Compensação de tributos com precatórios

Conforme é do conhecimento de todos o STF nos autos das ADIs nºs 4357 e 4425 declarou a inconstitucionalidade parcial da EC nº 62/09 que instituiu o regime especial de pagamento de precatórios judiciais, em julgamento realizado em 14 de março de 2013.

Entre os dispositivos declarados inconstitucionais figura o § 9º, do art. 100 da CF, acrescido pela EC nº 62/2009 que versa sobre a compensação dos valores devidos em precatórios por entidades políticas, com os tributos devidos pelos precatoristas à Fazenda Pública devedora por condenação judicial. Trata-se de compensação unilateral conferida apenas à entidade política devedora a ser operada pelo Presidente do Tribunal onde se processa o pagamento do precatório.

--- Exercício curto a ---
Identifique e copie cada linha das entradas em que aparece a palavra "door".
O texto sobre compensação de tributos com precatórios não tem relação com as entradas.

--- Linhas ---
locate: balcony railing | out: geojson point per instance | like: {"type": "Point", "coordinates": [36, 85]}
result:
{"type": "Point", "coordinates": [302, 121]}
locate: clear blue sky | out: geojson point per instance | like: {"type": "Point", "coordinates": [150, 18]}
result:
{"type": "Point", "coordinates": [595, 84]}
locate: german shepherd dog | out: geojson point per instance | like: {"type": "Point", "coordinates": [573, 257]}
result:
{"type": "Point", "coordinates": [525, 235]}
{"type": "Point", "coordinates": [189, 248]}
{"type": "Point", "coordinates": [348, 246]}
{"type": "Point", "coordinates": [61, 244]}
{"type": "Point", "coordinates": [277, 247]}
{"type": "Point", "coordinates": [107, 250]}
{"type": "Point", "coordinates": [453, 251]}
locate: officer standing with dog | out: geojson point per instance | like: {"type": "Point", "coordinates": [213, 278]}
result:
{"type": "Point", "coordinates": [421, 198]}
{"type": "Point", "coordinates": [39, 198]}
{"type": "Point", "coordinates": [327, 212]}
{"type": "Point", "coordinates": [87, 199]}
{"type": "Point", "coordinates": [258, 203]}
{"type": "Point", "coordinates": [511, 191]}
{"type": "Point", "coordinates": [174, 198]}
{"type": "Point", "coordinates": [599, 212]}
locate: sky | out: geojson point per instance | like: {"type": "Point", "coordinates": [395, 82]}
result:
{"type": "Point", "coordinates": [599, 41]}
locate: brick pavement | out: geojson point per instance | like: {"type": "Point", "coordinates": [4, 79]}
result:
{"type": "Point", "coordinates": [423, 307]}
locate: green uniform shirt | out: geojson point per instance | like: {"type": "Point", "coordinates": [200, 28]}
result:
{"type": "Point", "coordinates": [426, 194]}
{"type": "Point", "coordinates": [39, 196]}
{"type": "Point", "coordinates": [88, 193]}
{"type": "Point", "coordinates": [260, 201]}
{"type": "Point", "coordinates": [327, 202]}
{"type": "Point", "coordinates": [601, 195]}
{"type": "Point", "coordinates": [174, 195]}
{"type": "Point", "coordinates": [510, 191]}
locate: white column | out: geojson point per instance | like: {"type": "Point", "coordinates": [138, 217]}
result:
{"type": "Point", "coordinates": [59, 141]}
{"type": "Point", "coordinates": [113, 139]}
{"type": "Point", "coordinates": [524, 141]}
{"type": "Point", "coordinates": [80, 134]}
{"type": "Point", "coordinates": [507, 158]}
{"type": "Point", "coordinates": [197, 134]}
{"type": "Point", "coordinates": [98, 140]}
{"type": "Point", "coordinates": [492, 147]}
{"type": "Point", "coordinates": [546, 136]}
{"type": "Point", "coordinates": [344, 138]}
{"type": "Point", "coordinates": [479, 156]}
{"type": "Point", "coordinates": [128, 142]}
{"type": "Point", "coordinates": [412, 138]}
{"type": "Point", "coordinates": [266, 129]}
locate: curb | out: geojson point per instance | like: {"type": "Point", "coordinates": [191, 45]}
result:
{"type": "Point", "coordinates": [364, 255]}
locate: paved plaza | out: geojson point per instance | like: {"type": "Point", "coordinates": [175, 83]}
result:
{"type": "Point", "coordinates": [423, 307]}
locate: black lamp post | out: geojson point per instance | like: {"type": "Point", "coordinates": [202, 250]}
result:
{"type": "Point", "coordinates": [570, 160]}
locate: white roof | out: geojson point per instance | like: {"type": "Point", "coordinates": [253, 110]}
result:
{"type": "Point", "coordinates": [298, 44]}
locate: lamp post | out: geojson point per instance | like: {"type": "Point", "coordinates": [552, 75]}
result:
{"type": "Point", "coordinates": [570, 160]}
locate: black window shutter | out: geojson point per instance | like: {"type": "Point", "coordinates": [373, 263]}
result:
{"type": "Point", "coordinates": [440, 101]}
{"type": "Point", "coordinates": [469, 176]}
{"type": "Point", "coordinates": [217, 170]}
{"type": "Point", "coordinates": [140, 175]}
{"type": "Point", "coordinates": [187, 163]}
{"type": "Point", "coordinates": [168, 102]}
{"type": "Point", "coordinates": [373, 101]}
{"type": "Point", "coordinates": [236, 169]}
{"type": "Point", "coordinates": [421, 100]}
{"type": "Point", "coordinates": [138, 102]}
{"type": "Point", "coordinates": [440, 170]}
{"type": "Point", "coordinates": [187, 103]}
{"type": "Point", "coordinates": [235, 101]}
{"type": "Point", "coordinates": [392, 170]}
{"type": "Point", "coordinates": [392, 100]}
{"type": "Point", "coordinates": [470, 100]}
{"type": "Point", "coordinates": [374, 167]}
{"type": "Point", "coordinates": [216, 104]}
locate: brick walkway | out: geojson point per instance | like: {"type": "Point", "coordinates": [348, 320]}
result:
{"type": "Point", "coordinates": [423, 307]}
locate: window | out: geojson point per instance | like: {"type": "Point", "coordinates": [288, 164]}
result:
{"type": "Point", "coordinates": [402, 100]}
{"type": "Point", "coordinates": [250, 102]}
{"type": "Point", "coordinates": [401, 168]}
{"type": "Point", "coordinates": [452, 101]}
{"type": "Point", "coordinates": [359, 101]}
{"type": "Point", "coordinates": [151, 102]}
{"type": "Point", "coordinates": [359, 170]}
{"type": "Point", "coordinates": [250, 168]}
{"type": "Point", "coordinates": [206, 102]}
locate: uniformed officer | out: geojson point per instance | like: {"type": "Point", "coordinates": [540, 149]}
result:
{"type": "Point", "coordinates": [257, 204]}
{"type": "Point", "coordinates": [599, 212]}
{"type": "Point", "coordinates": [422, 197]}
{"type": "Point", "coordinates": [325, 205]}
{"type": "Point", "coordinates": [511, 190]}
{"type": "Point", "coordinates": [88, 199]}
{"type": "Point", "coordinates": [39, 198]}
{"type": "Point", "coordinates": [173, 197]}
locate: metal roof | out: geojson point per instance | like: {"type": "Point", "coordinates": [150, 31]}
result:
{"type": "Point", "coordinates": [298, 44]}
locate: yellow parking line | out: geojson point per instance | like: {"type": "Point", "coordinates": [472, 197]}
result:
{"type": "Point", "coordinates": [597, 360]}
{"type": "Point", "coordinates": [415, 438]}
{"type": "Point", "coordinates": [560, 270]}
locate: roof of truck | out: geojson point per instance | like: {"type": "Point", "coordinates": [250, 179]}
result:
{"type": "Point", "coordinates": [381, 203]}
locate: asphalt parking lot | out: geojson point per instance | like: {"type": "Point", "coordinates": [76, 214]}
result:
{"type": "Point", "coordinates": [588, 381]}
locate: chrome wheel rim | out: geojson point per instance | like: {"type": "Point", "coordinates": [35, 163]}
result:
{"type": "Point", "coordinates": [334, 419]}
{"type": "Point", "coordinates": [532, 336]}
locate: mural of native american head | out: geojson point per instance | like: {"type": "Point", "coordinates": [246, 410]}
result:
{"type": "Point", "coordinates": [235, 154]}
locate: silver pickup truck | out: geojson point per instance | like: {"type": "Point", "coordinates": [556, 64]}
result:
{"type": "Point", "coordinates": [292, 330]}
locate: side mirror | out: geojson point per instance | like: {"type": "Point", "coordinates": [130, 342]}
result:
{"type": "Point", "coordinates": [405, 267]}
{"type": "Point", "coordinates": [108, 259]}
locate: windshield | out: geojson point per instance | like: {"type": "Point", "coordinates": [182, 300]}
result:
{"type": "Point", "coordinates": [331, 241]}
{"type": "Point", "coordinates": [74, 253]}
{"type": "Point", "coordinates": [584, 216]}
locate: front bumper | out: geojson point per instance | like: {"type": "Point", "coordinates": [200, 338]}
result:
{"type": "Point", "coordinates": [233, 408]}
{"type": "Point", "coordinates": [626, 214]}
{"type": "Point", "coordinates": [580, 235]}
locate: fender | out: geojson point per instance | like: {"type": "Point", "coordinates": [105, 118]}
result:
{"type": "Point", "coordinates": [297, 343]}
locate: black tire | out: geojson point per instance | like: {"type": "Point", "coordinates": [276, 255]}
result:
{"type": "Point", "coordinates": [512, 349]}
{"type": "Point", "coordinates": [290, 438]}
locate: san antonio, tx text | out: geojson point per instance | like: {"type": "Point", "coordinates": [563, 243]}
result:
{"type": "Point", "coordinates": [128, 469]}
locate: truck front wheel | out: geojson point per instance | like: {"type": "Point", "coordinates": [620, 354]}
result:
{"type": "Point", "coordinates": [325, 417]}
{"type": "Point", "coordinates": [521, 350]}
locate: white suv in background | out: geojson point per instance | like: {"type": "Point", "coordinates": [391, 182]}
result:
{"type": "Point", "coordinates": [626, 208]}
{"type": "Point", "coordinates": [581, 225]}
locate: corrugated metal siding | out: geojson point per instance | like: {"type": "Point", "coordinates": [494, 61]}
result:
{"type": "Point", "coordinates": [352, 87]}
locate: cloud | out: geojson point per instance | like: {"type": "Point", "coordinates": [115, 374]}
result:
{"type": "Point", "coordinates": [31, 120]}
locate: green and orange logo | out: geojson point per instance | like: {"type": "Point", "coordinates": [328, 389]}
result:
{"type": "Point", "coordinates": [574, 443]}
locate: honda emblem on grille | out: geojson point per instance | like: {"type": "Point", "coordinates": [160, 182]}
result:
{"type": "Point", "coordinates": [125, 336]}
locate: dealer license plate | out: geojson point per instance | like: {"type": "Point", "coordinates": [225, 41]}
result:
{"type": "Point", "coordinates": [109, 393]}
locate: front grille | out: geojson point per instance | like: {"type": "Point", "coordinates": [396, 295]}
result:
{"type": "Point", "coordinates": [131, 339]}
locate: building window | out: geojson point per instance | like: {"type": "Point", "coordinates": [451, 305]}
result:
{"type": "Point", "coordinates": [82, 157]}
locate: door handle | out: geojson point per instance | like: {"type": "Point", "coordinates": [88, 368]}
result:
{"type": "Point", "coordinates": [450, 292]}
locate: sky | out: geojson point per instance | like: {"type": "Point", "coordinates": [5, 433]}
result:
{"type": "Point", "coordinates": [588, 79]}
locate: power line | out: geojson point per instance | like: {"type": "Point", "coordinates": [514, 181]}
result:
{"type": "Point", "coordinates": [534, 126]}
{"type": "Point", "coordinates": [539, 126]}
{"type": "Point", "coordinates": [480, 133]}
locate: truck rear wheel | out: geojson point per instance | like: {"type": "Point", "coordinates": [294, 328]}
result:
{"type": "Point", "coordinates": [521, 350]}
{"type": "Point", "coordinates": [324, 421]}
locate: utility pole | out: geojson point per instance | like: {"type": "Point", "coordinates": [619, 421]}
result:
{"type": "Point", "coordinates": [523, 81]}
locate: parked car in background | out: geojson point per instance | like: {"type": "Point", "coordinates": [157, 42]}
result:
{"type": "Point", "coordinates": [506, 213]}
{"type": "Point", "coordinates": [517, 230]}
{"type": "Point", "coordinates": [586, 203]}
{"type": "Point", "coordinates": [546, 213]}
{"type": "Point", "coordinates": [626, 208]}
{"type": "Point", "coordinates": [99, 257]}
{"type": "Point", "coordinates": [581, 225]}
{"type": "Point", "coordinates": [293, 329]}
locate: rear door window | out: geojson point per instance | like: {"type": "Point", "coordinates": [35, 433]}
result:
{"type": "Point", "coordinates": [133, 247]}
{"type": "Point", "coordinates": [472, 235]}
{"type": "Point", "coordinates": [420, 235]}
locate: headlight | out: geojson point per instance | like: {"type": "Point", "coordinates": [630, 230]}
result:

--- Exercício curto b ---
Reescreva o trecho do texto sobre compensação de tributos com precatórios que começa com as palavras "Entre os dispositivos" e termina com "pagamento do precatório.", trocando "precatoristas" por "credores".

--- Resultado a ---
locate: door handle | out: geojson point per instance | like: {"type": "Point", "coordinates": [88, 368]}
locate: rear door window | out: geojson point per instance | like: {"type": "Point", "coordinates": [35, 433]}

--- Resultado b ---
Entre os dispositivos declarados inconstitucionais figura o § 9º, do art. 100 da CF, acrescido pela EC nº 62/2009 que versa sobre a compensação dos valores devidos em precatórios por entidades políticas, com os tributos devidos pelos credores à Fazenda Pública devedora por condenação judicial. Trata-se de compensação unilateral conferida apenas à entidade política devedora a ser operada pelo Presidente do Tribunal onde se processa o pagamento do precatório.